- Trecho do documento
· · · · ·

Dramas à parte, achei bonitinho o cuidado dele com o amigo, que, como previsto, mal entrou no carro e já desceu novamente. Enquanto o víamos entrar no aglomerado, puxei um papo-cabeça com o rapaz: 

- Você já parou para pensar que ele provavelmente vai ter uma vida completamente diferente do vizinho de porta pelo simples fato de ter tido acesso a uma educação de qualidade? 

Ele não só já tinha pensado nisso como tinha uma certeza: 

- Mãe, o Erick vai mudar a vida da família dele. 

Ainda bem que não era preciso dizer mais nada. O nó na garganta não deixaria.


terça-feira, 29 de outubro de 2019

Deus ajuda...

- Mãe, tinha uma moça maravilhosa na festinha do Arthur.
- Quem, Davi?
- Uma loira alta, de blusa preta. 
- Loira alta? 
- Uma linda, que estava na roda de samba. 
- Ah, a esposa do primo do Zé. 
- Esposa? Que pena...


segunda-feira, 28 de outubro de 2019

De enlouquecer

Temos um vizinho que todos os dias abre a janela e grita os mais variados absurdos de frente ao nosso quintal. Ora ele narra jogo como os locutores da Itatiaia, ora fantasia um bate-boca com pessoas imaginárias. Quando os meninos, assustados, perguntam o que acontece com ele, dou a resposta mais cômoda: é doido.

· · · · ·

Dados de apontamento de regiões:
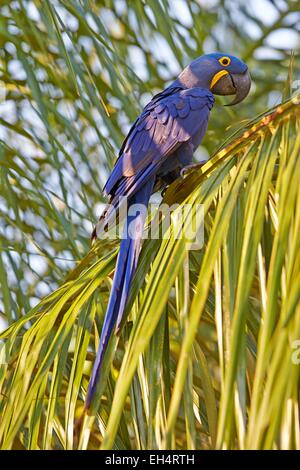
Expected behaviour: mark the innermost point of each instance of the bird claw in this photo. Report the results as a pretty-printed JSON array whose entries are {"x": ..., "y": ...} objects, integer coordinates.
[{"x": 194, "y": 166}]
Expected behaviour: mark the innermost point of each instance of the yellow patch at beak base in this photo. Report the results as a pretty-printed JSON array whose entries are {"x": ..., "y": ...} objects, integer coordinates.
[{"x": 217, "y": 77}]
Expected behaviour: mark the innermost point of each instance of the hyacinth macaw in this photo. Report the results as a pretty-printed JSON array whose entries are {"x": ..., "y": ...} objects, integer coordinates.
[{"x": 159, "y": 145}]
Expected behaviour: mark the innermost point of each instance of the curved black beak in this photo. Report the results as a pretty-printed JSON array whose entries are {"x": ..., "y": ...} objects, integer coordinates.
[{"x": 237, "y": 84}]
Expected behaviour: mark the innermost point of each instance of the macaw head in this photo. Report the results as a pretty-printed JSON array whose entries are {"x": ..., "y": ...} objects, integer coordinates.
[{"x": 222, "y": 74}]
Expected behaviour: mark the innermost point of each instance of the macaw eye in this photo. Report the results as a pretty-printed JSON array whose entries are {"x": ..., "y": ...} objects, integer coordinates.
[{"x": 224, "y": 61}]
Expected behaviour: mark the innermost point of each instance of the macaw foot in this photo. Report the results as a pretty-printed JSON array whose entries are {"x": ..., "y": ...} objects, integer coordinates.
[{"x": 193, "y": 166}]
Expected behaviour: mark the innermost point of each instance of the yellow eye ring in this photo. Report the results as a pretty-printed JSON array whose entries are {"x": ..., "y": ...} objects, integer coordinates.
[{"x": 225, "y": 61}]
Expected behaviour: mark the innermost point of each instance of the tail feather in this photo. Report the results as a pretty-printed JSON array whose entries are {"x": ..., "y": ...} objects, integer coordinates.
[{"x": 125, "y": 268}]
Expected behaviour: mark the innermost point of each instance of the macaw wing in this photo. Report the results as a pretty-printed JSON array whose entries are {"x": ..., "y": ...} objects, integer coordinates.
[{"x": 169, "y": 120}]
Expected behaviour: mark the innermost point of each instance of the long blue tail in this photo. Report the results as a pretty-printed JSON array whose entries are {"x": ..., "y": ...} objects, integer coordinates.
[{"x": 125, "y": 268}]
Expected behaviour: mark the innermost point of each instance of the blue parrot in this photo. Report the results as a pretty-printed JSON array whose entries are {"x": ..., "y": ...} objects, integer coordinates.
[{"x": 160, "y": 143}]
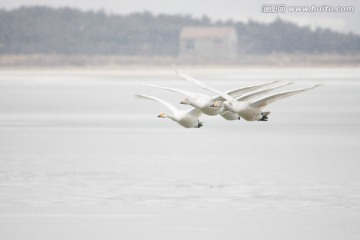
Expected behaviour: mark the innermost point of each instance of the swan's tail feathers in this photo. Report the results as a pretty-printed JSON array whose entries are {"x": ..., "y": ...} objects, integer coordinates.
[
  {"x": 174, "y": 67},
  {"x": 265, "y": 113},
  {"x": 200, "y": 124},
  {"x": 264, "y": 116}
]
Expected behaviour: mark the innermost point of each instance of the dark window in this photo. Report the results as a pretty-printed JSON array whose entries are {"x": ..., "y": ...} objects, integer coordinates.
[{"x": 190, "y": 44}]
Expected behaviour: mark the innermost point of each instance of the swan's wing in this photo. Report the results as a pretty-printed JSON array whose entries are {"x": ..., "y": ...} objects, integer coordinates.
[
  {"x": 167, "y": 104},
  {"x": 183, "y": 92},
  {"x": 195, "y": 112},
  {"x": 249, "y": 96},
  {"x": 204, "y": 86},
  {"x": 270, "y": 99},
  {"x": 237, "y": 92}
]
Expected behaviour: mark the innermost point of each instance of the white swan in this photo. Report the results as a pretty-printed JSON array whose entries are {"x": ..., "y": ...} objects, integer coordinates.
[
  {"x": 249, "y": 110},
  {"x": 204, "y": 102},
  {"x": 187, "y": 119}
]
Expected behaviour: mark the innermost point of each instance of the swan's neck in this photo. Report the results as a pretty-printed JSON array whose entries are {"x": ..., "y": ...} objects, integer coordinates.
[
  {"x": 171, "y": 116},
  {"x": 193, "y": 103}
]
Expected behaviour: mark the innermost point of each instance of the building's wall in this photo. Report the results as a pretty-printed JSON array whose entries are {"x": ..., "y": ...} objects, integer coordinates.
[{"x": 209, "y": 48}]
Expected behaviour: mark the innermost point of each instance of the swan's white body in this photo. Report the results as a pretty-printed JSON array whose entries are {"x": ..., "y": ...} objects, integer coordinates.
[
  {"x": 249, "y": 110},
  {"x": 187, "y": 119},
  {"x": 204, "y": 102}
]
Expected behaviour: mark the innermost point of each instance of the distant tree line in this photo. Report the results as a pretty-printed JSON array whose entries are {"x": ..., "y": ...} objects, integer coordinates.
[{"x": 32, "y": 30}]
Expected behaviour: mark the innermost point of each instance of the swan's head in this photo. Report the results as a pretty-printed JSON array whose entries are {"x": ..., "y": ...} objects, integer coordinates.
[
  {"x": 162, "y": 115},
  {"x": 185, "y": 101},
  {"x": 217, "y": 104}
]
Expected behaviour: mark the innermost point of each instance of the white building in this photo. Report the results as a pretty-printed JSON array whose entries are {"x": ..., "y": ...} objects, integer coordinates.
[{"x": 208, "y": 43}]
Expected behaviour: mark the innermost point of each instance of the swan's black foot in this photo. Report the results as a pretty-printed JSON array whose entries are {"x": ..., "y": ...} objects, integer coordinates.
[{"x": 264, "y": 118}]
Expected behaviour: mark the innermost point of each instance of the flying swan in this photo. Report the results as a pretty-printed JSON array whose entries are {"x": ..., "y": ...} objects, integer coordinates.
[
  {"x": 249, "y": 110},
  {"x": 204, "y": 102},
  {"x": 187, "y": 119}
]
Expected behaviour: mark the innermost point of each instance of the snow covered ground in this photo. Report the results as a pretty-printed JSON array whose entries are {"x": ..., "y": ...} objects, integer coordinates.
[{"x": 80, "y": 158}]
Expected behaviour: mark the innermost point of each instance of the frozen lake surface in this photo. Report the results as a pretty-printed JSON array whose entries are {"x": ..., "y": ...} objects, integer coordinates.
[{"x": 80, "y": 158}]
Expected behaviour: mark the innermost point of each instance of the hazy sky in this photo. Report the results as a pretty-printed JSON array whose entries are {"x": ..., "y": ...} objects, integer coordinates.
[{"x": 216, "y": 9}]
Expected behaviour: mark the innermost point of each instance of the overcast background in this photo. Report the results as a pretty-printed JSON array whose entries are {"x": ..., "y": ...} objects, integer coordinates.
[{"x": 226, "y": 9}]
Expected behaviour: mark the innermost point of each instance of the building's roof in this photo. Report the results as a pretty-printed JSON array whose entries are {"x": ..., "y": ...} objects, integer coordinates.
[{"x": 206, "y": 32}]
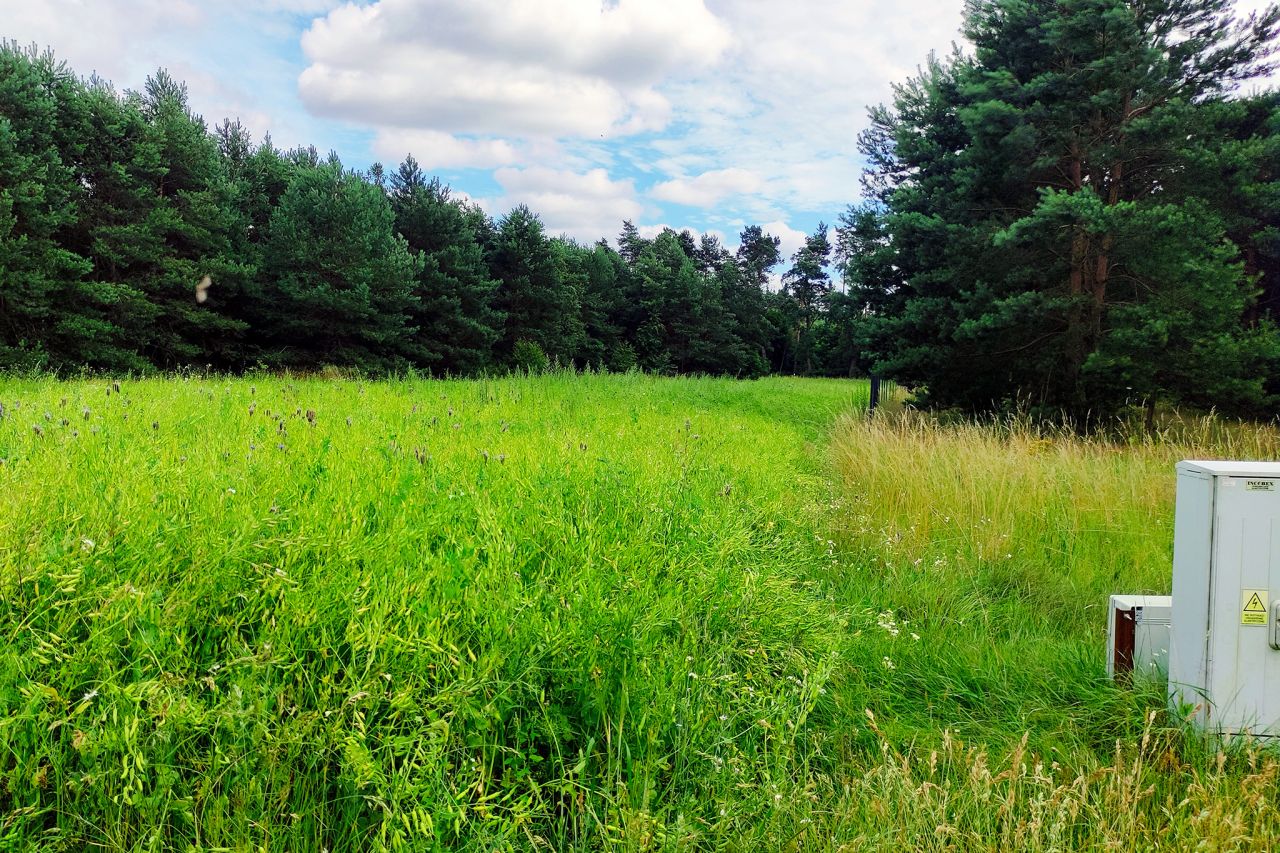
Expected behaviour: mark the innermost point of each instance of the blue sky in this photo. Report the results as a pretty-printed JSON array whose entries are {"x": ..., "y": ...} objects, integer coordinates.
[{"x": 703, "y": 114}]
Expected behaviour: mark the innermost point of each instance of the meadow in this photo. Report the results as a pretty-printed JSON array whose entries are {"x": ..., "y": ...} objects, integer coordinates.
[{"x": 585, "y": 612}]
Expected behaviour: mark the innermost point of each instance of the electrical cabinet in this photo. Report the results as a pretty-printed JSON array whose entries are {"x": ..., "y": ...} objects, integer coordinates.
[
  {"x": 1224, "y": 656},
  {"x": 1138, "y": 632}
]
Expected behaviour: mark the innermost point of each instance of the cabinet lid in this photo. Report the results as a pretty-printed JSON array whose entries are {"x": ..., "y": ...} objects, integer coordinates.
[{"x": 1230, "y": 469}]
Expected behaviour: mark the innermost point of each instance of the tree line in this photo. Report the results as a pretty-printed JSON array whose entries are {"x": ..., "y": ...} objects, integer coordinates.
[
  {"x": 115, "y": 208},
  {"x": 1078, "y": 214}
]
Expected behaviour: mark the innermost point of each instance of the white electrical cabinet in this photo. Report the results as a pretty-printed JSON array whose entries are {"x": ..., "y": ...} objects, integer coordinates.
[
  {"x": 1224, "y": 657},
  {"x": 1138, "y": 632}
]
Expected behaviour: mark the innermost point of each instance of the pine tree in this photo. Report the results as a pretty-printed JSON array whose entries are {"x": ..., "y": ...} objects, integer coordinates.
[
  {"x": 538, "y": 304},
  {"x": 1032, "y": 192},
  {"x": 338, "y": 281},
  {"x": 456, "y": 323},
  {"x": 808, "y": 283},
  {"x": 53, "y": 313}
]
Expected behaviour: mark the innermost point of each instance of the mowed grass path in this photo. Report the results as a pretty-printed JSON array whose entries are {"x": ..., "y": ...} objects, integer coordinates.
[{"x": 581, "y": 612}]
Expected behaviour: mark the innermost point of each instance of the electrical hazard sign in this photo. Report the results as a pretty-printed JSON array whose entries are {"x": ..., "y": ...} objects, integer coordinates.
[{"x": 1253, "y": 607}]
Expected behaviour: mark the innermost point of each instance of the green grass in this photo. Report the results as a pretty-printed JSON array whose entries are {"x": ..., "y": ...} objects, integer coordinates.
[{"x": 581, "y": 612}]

· · · · ·

- Exercícios propostos
1. Reproduza fielmente o trecho do documento, de "Ainda bem que" a "primo do Zé.".
2. Responda às perguntas com base no trecho do documento.
(a) Segundo o filho, o que Erick vai fazer pela família?
(b) Quem era, na verdade, a moça da festinha do Arthur?
(c) Quando narra jogo, o vizinho imita quais locutores?
3. Dê continuidade ao trecho do documento a partir da última frase apresentada.

- Respostas por exercício
1.
Ainda bem que não era preciso dizer mais nada. O nó na garganta não deixaria.


terça-feira, 29 de outubro de 2019

Deus ajuda...

- Mãe, tinha uma moça maravilhosa na festinha do Arthur.
- Quem, Davi?
- Uma loira alta, de blusa preta. 
- Loira alta? 
- Uma linda, que estava na roda de samba. 
- Ah, a esposa do primo do Zé.

2.
(a) Vai mudar a vida da família dele.
(b) Era a esposa do primo do Zé.
(c) Os locutores da Itatiaia.

3.
Hoje, os gritos vieram acompanhados de um choro sofrido:

"É mentira!"
"Isso devia ser proibido!"
"Perder um filho com 15 anos de idade?"
"Volta!"
"Falaram que ia passar, mas não passa."

É ou não é para ficar doido?

A vista da nossa janela é essa. A dele, é a dor :(

sexta-feira, 25 de outubro de 2019

Autoconhecimento

Há algum tempo, voltei para a terapia. Tem sido maravilhoso. Davi, interessado no meu movimento de autoconhecimento, perguntou por que me fazia tão bem. Expliquei que me ajudava a organizar os pensamentos e entender coisas que eu nunca entendi. Não demorou, ele pediu:

- Mãe, me coloca no psicólogo também? Também quero entender umas coisas na minha cabeça.

Essa geração vai dar de 10 a 0 na nossa, não?


sábado, 19 de outubro de 2019

Dívida

Numa das raras situações da vida, o pai e eu nos encontramos numa festinha de aniversário. Eu de um lado, ele de outro. Os meninos, entre os dois. Desconsertado, Pedro veio dizer:

- Estou endividado, mãe.
- Endividado?
- Sim, não sei com quem eu fico.
- Dividido, você quer dizer, né?
- Isso - sorriu, sem graça.
- Filho, pode fazer companhia para o seu pai. Está tudo bem comigo.

Fiz um cafuné e o vi seguir, aliviado.
Como fazê-lo entender que essa dívida não é dele?


sexta-feira, 11 de outubro de 2019

Treta

Rafael é mais alto e mais forte que João.
João é mais alto e mais forte que Samuel.
Rafael bateu em Samuel.
João defendeu Samuel.
Rafael peitou João.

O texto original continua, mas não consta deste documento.